Given task
Output, please, every line from the line that holds "# test: pointer marks one dot per instance of the gold" to the end, exactly as written.

Record set
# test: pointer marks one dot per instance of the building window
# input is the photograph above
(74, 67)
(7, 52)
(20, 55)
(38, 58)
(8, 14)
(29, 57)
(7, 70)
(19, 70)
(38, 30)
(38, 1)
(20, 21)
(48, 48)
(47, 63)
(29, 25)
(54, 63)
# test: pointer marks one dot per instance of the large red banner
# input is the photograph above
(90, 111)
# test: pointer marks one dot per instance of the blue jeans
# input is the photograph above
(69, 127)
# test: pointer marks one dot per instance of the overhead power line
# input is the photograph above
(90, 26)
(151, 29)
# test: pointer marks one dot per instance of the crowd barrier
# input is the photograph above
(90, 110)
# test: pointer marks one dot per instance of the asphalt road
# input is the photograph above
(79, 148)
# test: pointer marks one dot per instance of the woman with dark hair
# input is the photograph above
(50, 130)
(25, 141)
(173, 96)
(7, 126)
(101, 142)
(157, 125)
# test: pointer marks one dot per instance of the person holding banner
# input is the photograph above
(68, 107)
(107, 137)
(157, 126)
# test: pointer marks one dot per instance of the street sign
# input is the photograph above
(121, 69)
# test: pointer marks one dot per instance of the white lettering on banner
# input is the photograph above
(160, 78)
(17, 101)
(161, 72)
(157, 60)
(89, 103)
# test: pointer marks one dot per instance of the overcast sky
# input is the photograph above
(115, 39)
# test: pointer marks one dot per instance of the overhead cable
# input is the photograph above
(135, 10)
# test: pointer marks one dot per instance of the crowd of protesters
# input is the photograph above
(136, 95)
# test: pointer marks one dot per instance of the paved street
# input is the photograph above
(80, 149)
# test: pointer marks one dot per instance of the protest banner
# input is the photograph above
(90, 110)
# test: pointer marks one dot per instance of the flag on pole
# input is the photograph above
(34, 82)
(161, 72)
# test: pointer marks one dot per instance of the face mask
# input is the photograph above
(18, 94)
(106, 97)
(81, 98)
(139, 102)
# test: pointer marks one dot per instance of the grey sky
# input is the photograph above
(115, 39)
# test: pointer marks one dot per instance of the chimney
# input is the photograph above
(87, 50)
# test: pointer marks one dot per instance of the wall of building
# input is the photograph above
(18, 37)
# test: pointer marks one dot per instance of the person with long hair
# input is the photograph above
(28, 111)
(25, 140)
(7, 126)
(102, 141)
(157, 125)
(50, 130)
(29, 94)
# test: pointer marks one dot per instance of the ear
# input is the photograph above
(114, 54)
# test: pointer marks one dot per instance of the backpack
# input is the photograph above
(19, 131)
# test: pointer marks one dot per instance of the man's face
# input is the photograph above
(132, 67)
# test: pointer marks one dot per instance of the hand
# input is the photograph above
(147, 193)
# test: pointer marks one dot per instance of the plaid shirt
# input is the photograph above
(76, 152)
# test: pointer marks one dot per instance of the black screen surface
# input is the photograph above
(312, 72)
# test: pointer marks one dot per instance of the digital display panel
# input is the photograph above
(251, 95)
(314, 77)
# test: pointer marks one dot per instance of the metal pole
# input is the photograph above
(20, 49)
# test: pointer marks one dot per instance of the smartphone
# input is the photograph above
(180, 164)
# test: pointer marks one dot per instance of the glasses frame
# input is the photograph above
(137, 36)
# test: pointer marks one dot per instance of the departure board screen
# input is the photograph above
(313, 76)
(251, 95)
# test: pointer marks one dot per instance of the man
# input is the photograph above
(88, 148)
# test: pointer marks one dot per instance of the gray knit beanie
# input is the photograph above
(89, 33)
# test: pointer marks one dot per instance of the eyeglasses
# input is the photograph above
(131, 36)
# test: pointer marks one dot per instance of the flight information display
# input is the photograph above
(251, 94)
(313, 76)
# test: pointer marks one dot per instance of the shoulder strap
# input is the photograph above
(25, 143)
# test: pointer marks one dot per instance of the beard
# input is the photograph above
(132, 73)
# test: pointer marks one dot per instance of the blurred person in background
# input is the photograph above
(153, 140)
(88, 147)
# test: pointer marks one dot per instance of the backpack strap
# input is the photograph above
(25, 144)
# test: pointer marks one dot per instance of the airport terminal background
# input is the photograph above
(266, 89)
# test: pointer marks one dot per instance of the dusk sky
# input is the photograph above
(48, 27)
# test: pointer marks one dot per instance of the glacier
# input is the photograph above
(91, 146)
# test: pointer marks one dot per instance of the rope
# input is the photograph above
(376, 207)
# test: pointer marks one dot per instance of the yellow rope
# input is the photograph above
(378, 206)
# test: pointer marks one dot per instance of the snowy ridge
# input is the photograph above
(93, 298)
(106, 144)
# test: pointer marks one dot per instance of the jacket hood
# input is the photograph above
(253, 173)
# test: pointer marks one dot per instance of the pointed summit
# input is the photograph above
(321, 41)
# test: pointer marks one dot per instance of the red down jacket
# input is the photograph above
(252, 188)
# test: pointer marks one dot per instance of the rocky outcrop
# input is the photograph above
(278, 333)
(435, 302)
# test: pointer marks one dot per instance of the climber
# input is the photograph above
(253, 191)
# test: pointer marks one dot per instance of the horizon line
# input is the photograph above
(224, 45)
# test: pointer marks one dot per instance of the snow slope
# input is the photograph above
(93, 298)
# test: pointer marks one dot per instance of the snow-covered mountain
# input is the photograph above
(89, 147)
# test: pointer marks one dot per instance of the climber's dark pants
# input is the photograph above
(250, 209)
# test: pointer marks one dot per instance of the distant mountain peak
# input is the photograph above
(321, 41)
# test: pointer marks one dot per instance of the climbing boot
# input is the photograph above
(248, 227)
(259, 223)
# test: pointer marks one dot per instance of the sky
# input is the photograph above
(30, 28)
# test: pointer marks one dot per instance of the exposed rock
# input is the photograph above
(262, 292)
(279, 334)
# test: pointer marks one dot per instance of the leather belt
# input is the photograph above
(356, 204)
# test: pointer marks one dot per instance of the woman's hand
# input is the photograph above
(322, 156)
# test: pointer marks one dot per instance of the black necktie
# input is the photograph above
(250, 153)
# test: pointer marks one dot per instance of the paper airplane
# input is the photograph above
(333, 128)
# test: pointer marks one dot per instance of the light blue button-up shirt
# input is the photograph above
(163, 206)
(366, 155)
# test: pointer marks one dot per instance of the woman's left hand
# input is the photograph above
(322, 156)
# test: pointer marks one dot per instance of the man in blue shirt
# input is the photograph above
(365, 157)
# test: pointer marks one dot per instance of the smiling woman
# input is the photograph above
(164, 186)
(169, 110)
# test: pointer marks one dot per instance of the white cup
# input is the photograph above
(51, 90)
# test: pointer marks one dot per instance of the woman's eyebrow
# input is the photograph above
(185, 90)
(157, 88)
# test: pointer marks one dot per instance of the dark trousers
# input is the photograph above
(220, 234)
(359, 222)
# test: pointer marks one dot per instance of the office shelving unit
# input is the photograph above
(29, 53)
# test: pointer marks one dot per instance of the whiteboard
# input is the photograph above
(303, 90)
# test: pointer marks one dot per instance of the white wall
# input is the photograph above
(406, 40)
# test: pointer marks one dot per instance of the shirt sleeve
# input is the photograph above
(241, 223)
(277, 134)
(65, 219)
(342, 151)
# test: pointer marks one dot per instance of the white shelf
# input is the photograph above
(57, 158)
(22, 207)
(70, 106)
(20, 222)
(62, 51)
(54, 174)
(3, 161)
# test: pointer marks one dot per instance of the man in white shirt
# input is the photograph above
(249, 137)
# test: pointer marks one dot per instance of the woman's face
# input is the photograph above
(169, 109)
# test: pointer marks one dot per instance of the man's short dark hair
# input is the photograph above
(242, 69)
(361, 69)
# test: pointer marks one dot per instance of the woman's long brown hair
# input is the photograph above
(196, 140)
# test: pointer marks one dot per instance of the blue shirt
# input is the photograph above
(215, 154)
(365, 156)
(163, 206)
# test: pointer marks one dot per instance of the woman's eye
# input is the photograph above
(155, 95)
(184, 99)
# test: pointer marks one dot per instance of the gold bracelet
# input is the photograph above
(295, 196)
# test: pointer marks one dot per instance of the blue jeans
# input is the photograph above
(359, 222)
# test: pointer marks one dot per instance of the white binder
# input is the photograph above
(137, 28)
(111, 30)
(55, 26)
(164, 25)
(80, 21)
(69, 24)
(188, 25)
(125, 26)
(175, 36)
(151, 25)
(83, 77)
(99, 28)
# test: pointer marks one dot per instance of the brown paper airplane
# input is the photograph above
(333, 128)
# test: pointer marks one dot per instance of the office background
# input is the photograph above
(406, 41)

Full output
# test: pointer marks one dot per instance of the gold bracelet
# input is the photograph above
(295, 196)
# test: pointer marks one dot per instance of the blue jeans
# input is the photograph above
(359, 222)
# test: pointer marks one dot per instance of the white binder
# input is the photograph above
(137, 28)
(111, 30)
(55, 26)
(164, 25)
(80, 21)
(69, 24)
(188, 25)
(125, 26)
(175, 36)
(151, 25)
(83, 77)
(99, 28)
# test: pointer marks one dot per instance of the brown paper airplane
# input is the photograph above
(333, 128)
# test: pointer marks one dot per instance of the office background
# input is the photograph above
(406, 41)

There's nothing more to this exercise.